* The problem:
Would you print the data below exactly, leaving out every picture?

* Data provided:
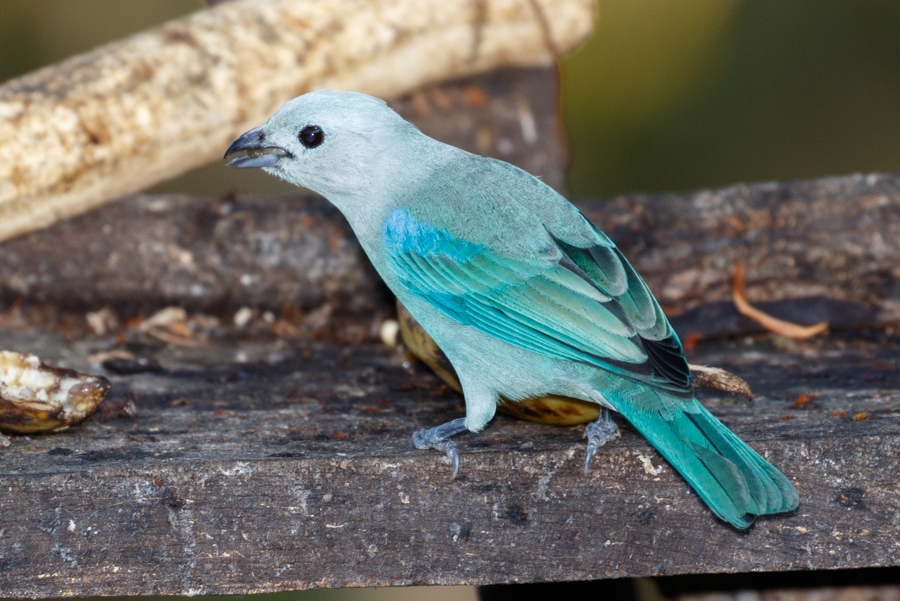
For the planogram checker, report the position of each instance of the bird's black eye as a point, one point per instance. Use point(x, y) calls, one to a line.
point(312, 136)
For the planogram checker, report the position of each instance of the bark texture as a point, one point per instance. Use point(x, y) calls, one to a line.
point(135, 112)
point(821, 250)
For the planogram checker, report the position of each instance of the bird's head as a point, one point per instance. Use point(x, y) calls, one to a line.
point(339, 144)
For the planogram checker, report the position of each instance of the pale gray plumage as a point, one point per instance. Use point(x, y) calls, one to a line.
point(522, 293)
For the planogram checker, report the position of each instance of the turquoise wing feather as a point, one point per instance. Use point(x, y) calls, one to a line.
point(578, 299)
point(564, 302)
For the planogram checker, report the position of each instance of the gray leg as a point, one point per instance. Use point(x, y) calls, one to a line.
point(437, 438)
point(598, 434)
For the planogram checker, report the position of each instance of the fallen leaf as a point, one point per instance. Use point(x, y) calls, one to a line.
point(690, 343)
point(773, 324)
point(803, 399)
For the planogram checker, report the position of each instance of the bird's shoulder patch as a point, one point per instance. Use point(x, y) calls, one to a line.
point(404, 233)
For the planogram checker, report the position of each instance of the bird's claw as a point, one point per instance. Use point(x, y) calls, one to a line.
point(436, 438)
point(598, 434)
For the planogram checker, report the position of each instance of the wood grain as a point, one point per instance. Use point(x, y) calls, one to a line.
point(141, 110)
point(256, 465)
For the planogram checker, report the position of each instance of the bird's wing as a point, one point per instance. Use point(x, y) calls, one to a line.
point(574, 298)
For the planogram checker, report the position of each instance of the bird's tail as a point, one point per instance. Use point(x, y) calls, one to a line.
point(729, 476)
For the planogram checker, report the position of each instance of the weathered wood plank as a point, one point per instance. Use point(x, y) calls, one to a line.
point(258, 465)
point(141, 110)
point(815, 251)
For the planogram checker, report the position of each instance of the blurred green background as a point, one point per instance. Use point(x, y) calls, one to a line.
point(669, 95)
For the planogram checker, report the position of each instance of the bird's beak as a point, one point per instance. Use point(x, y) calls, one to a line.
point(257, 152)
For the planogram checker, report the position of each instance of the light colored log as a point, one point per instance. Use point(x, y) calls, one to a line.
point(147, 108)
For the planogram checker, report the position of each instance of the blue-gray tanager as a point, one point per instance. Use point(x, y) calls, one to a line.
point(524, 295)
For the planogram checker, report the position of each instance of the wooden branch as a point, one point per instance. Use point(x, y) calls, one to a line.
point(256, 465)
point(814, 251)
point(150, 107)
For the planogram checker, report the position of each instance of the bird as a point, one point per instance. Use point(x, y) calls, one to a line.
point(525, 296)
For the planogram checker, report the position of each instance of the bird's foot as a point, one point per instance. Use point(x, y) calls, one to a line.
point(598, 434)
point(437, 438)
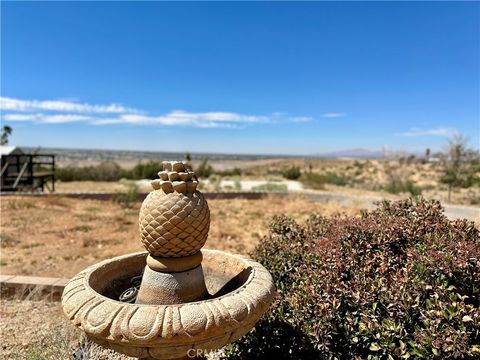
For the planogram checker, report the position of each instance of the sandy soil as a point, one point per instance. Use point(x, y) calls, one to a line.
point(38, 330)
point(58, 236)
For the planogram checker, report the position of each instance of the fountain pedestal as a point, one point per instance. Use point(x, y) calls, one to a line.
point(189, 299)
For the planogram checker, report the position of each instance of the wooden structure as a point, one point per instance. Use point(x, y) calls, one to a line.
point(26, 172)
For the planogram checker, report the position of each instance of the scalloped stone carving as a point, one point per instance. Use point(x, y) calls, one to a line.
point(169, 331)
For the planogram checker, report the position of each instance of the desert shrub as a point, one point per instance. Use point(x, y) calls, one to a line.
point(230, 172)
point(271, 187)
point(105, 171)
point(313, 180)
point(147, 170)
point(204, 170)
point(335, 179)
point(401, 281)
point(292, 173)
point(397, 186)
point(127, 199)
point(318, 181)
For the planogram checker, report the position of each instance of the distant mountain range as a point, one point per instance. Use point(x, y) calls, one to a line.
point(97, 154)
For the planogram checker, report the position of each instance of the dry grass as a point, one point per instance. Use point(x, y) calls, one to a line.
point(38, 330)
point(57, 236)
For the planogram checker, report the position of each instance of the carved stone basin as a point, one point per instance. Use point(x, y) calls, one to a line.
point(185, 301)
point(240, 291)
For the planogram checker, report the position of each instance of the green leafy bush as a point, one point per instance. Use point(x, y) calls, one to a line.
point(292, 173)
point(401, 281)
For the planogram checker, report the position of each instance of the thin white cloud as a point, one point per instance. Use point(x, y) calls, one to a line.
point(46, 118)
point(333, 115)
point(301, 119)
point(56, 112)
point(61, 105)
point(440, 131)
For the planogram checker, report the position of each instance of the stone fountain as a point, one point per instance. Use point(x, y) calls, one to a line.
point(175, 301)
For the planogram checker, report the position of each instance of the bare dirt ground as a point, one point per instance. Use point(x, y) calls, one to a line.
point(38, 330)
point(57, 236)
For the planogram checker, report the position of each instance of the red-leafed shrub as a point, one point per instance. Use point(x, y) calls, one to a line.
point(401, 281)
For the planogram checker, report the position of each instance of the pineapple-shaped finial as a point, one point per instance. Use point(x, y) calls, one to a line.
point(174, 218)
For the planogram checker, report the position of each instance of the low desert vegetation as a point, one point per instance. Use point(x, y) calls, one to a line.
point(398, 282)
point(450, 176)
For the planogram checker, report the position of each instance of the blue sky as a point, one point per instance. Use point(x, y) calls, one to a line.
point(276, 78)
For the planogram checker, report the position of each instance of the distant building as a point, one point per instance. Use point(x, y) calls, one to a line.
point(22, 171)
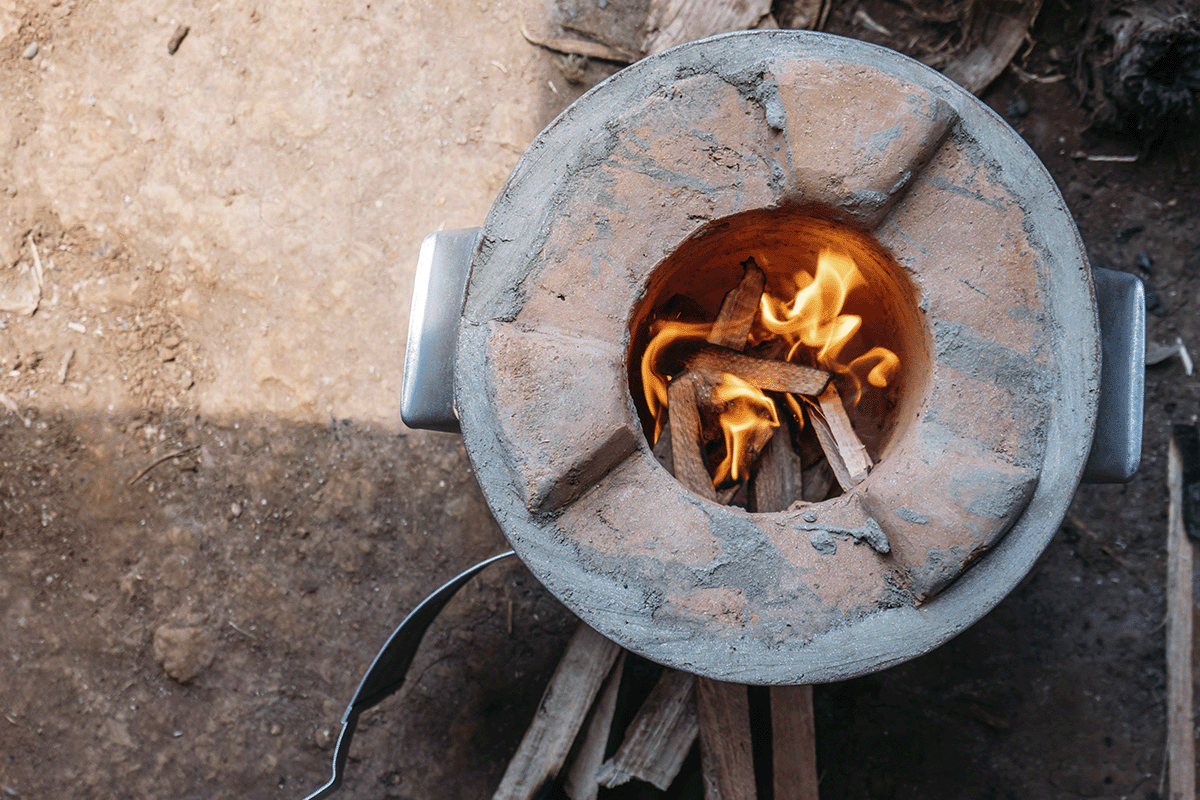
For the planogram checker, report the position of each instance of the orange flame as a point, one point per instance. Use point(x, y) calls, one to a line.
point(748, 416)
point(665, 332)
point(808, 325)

* Result below:
For the planogram checker, report the position of each instance of the bird's black eye as a point, one point per instance. Use point(x, y) calls, one to a line.
point(312, 136)
For the planogram checker, report the position of each instance of the bark texture as a point, one point per instance. Use point(x, y) calls, one to a line.
point(135, 112)
point(821, 250)
For the planogram checker, report the position of each instance of the bird's head as a point, one point per instance. Use point(x, y) calls, one to a line.
point(339, 144)
For the planogram checker, report the position of each instance of the pale gray plumage as a point, one point per instance. Use point(x, y) calls, one to a line.
point(522, 293)
For the planogram checker, report the position of each instance of the turquoise wing feather as a point, one point per instance. Use point(x, y) calls, one to a line.
point(578, 299)
point(564, 302)
For the planogram checker, report the position of each instance of the gray leg as a point, one point per instance. Use point(x, y) calls, one to a line.
point(437, 438)
point(598, 434)
For the planogram checker, report the position of each instance of the fallen leaf as a point, one point per instance. Use point(x, y) calls, one to a line.
point(690, 343)
point(773, 324)
point(803, 399)
For the planogram checker, report the position of each instance of the bird's shoulder patch as a point, one point per instance. Use point(x, y) calls, one to a line.
point(404, 233)
For the planogram checker, report the position of each instance of the bird's claw as a point, one point per instance. Use point(x, y) calls, one to a line.
point(436, 438)
point(598, 434)
For the planogram checker, report the position of each instance of the wood grain as a point, one point per instance. Use point(x, y) calls, one to a line.
point(141, 110)
point(256, 465)
For the planogram checker, report the position of each instance of the bird's wing as a point, one point per instance. Use point(x, y) calls, one to a line.
point(574, 298)
For the planogram checker, report the position of each instance of the bird's tail as a point, one point per instance. Use point(x, y) calls, one to a line.
point(729, 476)
For the planogram checker, report the position of each instance of the weathered wood plank as a point, one point per instance. Use point(x, y) calls, one to a line.
point(258, 465)
point(141, 110)
point(815, 251)
For the planogram checker, report the position of each instance of the blurred green background as a point, one point per instance. Use point(x, y) calls, one to a line.
point(669, 95)
For the planogram checker, report the position of each instance of the bird's beak as a point, one point per instance. Use point(x, y) calls, one to a line.
point(257, 152)
For the planogram checker, report the position of each instance of the light colored log as a point, one point per instance. Use point(x, y) calls, one to a line.
point(147, 108)
For the planogram checker, report the position of each instance of the blue-gray tanager as a point, one point per instance. Use point(x, y) calls, one to a line.
point(524, 295)
For the planogram checker, report the position of each instance of the wooden branch as a point, one point per instance. Use point(x, y) calls, one to a line.
point(256, 465)
point(814, 251)
point(150, 107)
For the planogram checker, report the position of each instance of the bird as a point, one point per instance. Use point(x, y) calls, one to a line.
point(525, 296)
For the planogram checker, report the position of each instance of the bird's foot as a point, one point per instance. Use point(x, y) calls, one to a line.
point(598, 434)
point(437, 438)
For the planogram checker, report the position of each instance of the sandy soil as a point, one point per instance. Use point(x, y) calls, one to a line.
point(38, 330)
point(58, 236)
For the planogram checker, report the position of each instance of the fountain pedestal as a point, one point per instance. Use point(x, y) calls, one to a line.
point(189, 299)
For the planogram checker, report the position of each instance of the wooden structure as a point, one point per instance. Use point(x, y) calls, one to a line.
point(26, 172)
For the planogram checker, report the position of each instance of the scalloped stone carving as a point, one point per instance. Use point(x, y) calls, one to a line.
point(169, 331)
For the planogram checker, report the position of each instance of the desert shrub as a point, one point per instance. Use point(x, y) calls, one to a line.
point(230, 172)
point(271, 187)
point(105, 171)
point(313, 180)
point(147, 170)
point(204, 170)
point(335, 179)
point(401, 281)
point(292, 173)
point(397, 186)
point(127, 199)
point(318, 181)
For the planogram checker, report the position of each instance of the distant mountain range as a point, one point per instance. Use point(x, y) calls, one to a line.
point(97, 154)
For the planogram checker, report the position of each instance of the dry grass as a point, one point per instance. Use point(x, y) calls, one to a line.
point(38, 330)
point(57, 236)
For the planogram checker, report the position of each instance of the carved stone basin as a point, one point per instance. Use point(x, y) calls, one to a line.
point(185, 301)
point(240, 291)
For the planogram checker, report the position of each instance of the green leafy bush as a point, one point per instance. Use point(x, y) calls, one to a line.
point(292, 173)
point(401, 281)
For the planogram checker, report the position of each instance of the thin white cloud as a point, one point per instance. Use point(x, y) calls, one to a line.
point(46, 118)
point(333, 115)
point(301, 119)
point(56, 112)
point(61, 105)
point(440, 131)
For the planogram checker, report the position of each instance of the stone fountain as a point, one point per instance. Use point(x, y) calls, one to a line.
point(175, 301)
For the planogram checker, report the position of each instance of the bare dirt ground as a point, one point per instance. Use point(x, y) calls, one to a line.
point(38, 330)
point(57, 236)
For the planogram checker, report the position of each instance of the red-leafed shrub as a point, one point per instance. Use point(x, y) calls, one to a line.
point(401, 281)
For the planogram checker, report the position of each instance of the pineapple-shaped finial as a point, one point per instance. Use point(x, y) calls, one to a line.
point(174, 218)
For the planogram checker, report the position of each instance of the low desert vegetation as a point, one point per instance. Use point(x, y) calls, one to a line.
point(398, 282)
point(450, 176)
For the planogram checker, report the position of each instance of the blue sky as a point, one point per instance. Use point(x, y) calls, one to a line.
point(276, 78)
For the planogram checker, report the position of each instance of the distant building as a point, one point per instance. Use point(x, y) calls, one to a line.
point(22, 171)
For the planogram checker, report the position of each instance of the orange flame as a point, one point per instance. Use point(x, y) calls, one to a line.
point(748, 416)
point(665, 332)
point(808, 325)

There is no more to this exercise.